- [Article]:
[start]

Referring now to FIGS. 4A-4B, a segment of a drill bit profile 400 for a drill bit having multiple layers of cutting elements, achieved by deploying the cutting elements on blades of different heights or maintaining the blades at the same height, then deploying the cutting elements so as to have different heights on one or more blades, is shown. As can be seen in FIG. 4A, the drill bit profile segment 400 includes a primary layer 402 that is offset in height relative to a secondary layer 404. Note that the two layers 402 and 404 are shown here in isolation (i.e., the amount of offset is exaggerated) so that the cutting elements 406a-n and 408a-n may be more easily seen. Those having ordinary skill in the art will understand that, in practice, the offset is much smaller than illustrated and more closely resembles the offset shown in FIGS. 2A-2B. It should also be noted that the number of layers of cutting elements is not necessarily limited to two. In some instances, depending on the drilling application and the challenges presented, there may be a primary layer, a secondary layer, a tertiary layer, as well as other layers, with each layer being offset in height relative to the immediately preceding layer. The amount of offset may be any value commonly used by those having ordinary skill in the art, but may depend on the expected ROP and durability of the primary layer as well as the specific location and presence of the formation material having grossly different mechanical and/or geologic properties (e.g., chert, pyrite, nodules, etc.) in a given interval. The amount of offset may also depend on the anticipated overall ROP and durability of the drill bit over the total interval to be drilled.

In accordance with embodiments of the invention the primary layer cutting elements and the secondary (and possibly tertiary) cutting elements occupy substantially different radial positions on their respective blades. This is illustrated in FIG. 4B, where one of the primary layer cutting elements 406a and a corresponding secondary layer cutting element 408a are shown. As can be seen, the primary layer cutting element profile 406a has a center C that lines up on one radial displacement X, whereas the corresponding secondary layer cutting element profile 408a has a center C′ that lines up on a substantially different radial displacement X′. As a result, the corresponding cutting element in the secondary layer (and tertiary layer where applicable) cuts a substantially different swath (i.e., follows a substantially different path) through the subsurface formation from the primary layer cutting element.

[end]

- [Recorded data]:
[start]

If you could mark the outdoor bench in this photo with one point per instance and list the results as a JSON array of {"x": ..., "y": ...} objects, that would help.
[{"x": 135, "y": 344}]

[end]

- [Do this]:
For each statement, say whether the drill bit text agrees with it, answering yes or no and quoting the words from the text that decide it. 1. The offset between the two layers in FIG. 4A is drawn larger than it is in practice. 2. A drill bit of this kind can have only two layers of cutting elements. 3. The primary and secondary layer cutting elements sit at the same radial positions on their blades. The listing has nothing to do with the drill bit text.

- [Solved exercise]:
1. Yes: "the amount of offset is exaggerated"
2. No: "the number of layers of cutting elements is not necessarily limited to two"
3. No: "occupy substantially different radial positions on their respective blades"